** START OF Text segment **

SerenityOS is a free and open source desktop operating system that has been in continuous development since 2018. Initially the one-man project of Swedish programmer Andreas Kling, SerenityOS is now developed by a community of hobbyists. The system supports the x86-64 instruction set, features a preemptive kernel, and hosts multiple complex applications including its own web browser and integrated development environment (IDE).

History 

Kling began developing the project in part to aid his recovery from addiction, and as such the name of the project derives from the Serenity Prayer. As of 2021, Kling works full-time on SerenityOS, supported by community donations.

Features 
SerenityOS aims to be a modern Unix-like operating system, with a look and feel that emulates 1990s operating systems such as Microsoft Windows and Mac OS. Incorporating third-party code into the system is discouraged. The web browser for instance, does not use a preexisting web engine such as WebKit, instead using its own known as LibWeb. There is a collection of ported software, such as GCC, Git and Doom, with varying levels of functionality.

** END OF Text segment **
** START OF Record extracts **

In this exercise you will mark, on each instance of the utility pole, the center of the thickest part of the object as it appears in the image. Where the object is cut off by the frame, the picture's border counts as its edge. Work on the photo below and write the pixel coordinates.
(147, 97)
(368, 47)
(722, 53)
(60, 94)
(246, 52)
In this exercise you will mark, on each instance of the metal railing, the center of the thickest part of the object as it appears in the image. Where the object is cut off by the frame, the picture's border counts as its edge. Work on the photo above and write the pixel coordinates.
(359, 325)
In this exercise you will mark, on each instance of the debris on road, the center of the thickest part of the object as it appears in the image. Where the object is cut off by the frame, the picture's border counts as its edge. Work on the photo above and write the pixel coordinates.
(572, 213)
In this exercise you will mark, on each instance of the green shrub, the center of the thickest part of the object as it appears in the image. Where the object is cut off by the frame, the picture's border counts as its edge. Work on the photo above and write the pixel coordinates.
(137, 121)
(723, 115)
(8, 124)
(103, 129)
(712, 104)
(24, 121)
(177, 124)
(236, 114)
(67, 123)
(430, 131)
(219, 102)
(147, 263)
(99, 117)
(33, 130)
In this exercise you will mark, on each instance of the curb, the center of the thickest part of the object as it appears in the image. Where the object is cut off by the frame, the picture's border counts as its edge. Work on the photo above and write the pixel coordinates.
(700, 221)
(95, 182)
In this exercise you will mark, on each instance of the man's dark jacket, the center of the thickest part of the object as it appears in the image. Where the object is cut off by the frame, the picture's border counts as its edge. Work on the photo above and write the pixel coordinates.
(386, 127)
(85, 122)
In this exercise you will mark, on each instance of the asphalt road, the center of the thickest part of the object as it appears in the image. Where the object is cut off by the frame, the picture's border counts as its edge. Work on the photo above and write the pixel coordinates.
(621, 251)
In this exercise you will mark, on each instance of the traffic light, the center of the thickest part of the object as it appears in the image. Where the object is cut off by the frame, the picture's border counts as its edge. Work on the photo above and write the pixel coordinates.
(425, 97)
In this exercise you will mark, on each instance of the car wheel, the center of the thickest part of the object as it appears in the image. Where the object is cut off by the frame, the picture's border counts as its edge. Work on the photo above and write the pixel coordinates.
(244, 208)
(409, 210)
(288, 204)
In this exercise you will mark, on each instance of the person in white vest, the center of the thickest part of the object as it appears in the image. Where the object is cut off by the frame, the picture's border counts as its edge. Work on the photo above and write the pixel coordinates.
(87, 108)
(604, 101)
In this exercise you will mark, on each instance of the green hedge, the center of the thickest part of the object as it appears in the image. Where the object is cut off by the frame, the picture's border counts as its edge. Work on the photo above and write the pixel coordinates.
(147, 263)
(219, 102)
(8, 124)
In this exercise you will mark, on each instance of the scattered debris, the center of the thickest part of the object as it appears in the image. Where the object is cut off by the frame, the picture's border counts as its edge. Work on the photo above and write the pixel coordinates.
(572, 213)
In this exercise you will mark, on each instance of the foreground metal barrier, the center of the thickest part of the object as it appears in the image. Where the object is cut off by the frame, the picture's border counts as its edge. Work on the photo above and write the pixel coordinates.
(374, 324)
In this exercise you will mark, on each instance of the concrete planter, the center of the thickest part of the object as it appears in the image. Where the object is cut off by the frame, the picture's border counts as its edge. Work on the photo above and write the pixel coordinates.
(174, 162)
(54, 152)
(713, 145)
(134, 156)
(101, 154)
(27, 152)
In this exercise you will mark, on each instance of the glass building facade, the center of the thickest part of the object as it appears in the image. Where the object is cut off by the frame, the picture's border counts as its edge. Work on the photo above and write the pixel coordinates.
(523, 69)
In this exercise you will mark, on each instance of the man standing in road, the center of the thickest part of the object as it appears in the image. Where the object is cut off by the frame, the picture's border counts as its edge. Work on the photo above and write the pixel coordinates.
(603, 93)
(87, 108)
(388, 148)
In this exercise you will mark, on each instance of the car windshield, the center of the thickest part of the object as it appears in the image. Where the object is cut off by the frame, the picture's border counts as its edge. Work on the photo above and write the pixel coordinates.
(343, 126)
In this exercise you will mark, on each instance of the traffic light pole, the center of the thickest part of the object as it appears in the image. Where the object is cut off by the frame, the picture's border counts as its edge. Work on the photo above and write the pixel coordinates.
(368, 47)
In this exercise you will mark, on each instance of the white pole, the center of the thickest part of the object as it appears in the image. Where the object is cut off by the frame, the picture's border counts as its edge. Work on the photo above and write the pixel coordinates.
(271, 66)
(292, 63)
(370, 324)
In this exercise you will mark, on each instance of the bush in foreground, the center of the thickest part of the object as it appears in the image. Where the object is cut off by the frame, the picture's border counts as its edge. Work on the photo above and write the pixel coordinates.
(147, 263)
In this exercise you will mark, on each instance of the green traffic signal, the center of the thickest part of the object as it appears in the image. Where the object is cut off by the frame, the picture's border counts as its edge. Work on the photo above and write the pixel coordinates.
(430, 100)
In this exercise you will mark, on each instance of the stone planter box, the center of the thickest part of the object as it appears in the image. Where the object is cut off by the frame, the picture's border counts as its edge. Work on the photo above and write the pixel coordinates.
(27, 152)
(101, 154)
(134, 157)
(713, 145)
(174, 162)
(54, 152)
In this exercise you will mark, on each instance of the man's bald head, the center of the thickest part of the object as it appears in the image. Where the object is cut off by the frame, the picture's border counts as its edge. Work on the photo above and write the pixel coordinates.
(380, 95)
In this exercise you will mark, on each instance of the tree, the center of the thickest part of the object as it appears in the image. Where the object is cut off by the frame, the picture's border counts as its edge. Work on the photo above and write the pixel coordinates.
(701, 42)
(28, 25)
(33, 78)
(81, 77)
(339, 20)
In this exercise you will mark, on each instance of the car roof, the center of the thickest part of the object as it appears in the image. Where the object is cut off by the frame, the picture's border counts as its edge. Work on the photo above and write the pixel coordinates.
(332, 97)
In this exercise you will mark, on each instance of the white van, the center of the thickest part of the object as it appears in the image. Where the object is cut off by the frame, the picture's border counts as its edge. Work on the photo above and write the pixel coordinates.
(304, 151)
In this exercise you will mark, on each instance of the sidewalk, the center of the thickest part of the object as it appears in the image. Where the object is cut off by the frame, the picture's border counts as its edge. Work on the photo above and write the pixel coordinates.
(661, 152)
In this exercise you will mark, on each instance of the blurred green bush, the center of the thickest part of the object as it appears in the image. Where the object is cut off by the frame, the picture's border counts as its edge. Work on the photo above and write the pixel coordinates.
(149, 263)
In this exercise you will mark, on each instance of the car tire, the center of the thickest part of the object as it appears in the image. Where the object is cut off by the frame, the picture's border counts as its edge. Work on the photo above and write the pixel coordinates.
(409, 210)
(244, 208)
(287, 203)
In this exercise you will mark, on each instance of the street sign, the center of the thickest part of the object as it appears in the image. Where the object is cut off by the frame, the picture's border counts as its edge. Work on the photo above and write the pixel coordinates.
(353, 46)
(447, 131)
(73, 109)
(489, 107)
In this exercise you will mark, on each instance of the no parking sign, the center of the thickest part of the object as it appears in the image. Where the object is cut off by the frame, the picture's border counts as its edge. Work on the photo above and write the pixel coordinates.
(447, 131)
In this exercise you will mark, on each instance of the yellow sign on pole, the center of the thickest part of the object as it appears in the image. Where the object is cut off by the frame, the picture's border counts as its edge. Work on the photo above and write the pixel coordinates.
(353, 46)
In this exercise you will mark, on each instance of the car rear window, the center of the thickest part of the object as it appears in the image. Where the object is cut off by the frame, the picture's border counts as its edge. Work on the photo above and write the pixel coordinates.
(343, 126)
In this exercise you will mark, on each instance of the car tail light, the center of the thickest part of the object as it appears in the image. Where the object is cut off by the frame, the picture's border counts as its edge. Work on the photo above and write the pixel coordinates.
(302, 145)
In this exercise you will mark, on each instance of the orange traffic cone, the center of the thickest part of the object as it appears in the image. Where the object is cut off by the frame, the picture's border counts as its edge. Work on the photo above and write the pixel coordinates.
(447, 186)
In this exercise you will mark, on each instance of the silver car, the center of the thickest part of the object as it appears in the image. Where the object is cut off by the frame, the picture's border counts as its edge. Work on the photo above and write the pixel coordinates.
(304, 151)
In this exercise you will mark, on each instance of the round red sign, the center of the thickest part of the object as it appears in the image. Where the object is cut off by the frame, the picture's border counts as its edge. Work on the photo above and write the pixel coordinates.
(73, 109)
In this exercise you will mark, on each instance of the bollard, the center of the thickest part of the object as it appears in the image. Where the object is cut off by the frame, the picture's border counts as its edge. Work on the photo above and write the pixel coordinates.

** END OF Record extracts **

### Stated exercise
Rewrite the SerenityOS text starting at "SerenityOS is a" and ending at "development environment (IDE).", substituting "volunteers" for "hobbyists".

### Final result
SerenityOS is a free and open source desktop operating system that has been in continuous development since 2018. Initially the one-man project of Swedish programmer Andreas Kling, SerenityOS is now developed by a community of volunteers. The system supports the x86-64 instruction set, features a preemptive kernel, and hosts multiple complex applications including its own web browser and integrated development environment (IDE).